Page extract:
'''

Fire

Wildfire is the greatest force of fairness in the Universe – it reduces everything into the same fundamental element. Homes, trees, skin, bones… all distilled into a great black heap of powered carbon to be scattered across the Earth and be reborn into something new.

If life feeds death, and death creates life, what separates the two? How do you know what’s living and what’s dying? @1:24

Within the first two minutes, I was hooked into the documentary Hotshots and will be for a long while. Mainly because an idea was once again rekindled with new fuel – that such a spark can generate a creative maelstrom of ideas which will resonate and leave me struggling to coherently define the intangible cloud of concepts and analogies… points and generalizations… assertations and equivocations.

The world of my mind – never absolute, and never compromising… and this, this was another “Edward Ellsberg” or “Will to Fight” moment – when a figure or something read makes sense on a level where it becomes a relief to know that another piece of a mental puzzle just clicked.

I am not going to completely spoil the entire narrative of the documentary for you; I cannot and shall not deprive the worthwhile payments from the creative and interpretive forces which labored for so long to produce and offer it to the world.

However, I can offer you a few of my thoughts I jotted down in long-hand notes as I watched; these notes… they might need to be considered by more folks beyond the subject area of Forestry Technicians and the incessant battle of Man against Nature…

Before I go too much further, I want to re-share a quote which kept coming to mind as I compiled my notes:

Those who make peaceful revolution impossible will make violent revolution inevitable.

John F. Kennedy, Address on the first Anniversary of the Alliance for Progress, 13Mar1962.

'''

Stated exercise a:
From the piece on wildfire, return the passage that begins at the words "Those who make" and ends after the words "for Progress, 13Mar1962.", copied word for word.

Supplied records:

'''

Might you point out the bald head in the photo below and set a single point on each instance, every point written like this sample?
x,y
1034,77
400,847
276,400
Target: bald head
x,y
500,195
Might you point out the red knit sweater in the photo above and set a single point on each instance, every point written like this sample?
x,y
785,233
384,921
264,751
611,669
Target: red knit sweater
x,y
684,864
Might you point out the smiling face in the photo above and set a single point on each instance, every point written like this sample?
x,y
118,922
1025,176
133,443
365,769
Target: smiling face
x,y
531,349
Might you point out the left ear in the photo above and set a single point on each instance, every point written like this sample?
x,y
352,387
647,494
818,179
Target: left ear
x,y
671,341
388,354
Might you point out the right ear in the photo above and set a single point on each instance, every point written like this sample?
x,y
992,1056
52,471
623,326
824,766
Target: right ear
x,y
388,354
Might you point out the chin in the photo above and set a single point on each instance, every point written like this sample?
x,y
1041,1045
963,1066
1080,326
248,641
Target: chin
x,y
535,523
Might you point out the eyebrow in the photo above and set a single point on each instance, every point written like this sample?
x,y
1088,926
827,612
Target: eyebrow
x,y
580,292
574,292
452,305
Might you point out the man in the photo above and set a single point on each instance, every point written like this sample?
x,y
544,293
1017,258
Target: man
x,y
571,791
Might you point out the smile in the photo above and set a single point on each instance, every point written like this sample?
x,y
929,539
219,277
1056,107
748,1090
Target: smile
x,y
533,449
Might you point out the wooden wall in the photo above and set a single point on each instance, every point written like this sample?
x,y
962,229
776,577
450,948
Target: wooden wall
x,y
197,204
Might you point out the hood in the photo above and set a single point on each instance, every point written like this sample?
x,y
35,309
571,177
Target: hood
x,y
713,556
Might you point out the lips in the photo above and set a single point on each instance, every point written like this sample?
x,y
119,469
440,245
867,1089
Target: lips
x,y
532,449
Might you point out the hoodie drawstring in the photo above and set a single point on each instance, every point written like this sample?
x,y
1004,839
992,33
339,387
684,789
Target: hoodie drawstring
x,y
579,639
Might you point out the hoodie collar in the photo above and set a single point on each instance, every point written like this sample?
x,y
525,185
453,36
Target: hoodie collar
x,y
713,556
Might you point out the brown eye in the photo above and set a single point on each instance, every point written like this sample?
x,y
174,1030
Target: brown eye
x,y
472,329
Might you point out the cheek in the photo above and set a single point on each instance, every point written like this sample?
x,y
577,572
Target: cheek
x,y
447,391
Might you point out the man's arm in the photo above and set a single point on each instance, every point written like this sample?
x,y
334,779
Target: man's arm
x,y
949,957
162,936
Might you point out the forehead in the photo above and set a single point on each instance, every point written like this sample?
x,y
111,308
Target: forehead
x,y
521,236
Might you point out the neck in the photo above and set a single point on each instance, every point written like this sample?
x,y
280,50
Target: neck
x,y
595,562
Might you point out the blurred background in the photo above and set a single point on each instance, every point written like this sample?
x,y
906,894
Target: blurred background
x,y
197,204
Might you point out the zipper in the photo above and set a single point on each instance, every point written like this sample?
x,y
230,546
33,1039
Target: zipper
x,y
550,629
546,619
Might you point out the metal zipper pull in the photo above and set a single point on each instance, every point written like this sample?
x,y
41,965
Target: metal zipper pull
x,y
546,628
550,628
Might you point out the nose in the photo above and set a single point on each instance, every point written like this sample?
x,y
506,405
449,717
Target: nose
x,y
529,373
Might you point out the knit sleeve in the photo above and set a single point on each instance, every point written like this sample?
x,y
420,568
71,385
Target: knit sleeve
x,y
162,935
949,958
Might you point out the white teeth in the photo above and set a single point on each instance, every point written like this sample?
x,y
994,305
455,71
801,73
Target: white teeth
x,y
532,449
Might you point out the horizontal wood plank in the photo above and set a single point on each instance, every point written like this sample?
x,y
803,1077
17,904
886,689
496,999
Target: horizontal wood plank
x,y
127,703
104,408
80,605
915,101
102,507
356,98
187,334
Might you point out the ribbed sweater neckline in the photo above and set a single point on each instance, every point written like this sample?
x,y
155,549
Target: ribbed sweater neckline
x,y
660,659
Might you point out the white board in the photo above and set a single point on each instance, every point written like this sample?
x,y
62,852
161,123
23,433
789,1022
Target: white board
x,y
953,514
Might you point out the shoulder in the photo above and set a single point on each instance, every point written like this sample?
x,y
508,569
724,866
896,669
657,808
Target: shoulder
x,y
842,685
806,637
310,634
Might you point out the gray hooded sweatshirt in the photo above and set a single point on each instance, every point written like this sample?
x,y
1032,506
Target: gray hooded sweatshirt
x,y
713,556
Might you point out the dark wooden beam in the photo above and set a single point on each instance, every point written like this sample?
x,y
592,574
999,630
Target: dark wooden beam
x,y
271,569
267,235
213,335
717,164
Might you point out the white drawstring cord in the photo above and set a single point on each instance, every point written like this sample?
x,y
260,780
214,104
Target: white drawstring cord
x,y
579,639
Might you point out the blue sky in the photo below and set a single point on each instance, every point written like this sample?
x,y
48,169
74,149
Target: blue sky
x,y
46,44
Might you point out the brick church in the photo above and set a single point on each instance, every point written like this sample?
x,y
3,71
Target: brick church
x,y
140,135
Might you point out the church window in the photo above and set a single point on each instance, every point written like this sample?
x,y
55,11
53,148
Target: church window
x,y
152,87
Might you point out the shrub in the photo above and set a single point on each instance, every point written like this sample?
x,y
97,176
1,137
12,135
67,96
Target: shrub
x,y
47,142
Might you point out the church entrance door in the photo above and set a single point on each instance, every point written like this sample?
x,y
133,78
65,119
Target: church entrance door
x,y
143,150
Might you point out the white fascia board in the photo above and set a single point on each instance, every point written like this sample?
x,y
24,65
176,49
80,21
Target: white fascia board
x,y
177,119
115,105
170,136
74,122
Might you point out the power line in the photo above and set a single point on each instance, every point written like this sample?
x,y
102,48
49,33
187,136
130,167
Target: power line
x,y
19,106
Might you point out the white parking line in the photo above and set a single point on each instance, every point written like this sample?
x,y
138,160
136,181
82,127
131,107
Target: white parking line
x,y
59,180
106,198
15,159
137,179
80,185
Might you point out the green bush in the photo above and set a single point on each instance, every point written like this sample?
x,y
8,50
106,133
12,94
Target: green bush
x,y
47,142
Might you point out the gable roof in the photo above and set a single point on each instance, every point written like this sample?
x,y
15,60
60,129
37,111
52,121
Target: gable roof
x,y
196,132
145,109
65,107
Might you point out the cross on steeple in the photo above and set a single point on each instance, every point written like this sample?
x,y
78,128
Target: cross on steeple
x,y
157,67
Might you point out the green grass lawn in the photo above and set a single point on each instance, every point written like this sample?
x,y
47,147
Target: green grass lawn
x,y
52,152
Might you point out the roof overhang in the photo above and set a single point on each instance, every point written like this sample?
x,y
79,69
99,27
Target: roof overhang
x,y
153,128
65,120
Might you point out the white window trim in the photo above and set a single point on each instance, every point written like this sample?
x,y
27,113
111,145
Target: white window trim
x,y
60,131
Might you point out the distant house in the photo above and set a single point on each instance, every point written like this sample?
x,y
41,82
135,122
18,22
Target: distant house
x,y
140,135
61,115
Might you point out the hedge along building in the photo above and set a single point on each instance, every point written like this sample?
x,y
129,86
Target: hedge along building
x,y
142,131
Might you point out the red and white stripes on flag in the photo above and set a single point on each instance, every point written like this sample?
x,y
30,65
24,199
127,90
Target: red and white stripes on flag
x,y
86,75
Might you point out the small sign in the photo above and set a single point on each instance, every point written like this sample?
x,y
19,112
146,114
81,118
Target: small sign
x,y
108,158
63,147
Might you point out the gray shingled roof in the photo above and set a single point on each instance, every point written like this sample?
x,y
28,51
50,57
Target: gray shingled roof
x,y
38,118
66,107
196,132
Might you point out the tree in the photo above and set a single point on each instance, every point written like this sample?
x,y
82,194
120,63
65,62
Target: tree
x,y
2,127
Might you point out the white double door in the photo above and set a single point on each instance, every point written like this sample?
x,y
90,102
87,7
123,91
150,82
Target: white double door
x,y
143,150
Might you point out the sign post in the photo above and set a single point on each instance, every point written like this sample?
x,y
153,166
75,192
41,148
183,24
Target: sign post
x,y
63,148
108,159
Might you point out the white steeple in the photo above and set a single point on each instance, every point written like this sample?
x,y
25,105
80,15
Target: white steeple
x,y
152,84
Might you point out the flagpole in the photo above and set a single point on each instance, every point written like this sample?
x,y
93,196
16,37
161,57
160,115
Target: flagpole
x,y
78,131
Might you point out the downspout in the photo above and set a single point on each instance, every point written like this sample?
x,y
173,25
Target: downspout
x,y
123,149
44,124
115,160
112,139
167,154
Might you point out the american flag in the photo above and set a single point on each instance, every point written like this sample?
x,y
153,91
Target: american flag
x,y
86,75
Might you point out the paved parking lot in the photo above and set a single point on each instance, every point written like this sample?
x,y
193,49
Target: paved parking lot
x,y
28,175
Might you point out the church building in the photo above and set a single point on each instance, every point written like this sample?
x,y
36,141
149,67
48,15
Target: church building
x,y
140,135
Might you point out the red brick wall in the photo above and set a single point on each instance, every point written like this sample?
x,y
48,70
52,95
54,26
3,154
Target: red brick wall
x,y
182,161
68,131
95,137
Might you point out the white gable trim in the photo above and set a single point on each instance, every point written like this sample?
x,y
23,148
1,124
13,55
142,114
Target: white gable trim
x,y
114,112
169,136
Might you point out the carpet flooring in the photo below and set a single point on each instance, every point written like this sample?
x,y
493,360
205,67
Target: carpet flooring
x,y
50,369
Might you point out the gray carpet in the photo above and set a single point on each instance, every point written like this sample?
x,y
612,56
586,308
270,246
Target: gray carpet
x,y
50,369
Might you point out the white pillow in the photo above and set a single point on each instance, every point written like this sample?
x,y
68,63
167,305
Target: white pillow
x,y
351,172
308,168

'''

Stated exercise b:
Recast the records as a numbered list, starting at the line that contains "Might you point out the carpet" and continuing through the end of the records. Include both of those boundary lines and leave out any blank lines.

Output a:
Those who make peaceful revolution impossible will make violent revolution inevitable.

John F. Kennedy, Address on the first Anniversary of the Alliance for Progress, 13Mar1962.

Output b:
1. Might you point out the carpet flooring in the photo below and set a single point on each instance, every point written like this sample?
2. x,y
3. 493,360
4. 205,67
5. Target: carpet flooring
6. x,y
7. 50,369
8. Might you point out the gray carpet in the photo above and set a single point on each instance, every point written like this sample?
9. x,y
10. 612,56
11. 586,308
12. 270,246
13. Target: gray carpet
14. x,y
15. 50,369
16. Might you point out the white pillow in the photo above and set a single point on each instance, every point written like this sample?
17. x,y
18. 68,63
19. 167,305
20. Target: white pillow
21. x,y
22. 351,172
23. 308,168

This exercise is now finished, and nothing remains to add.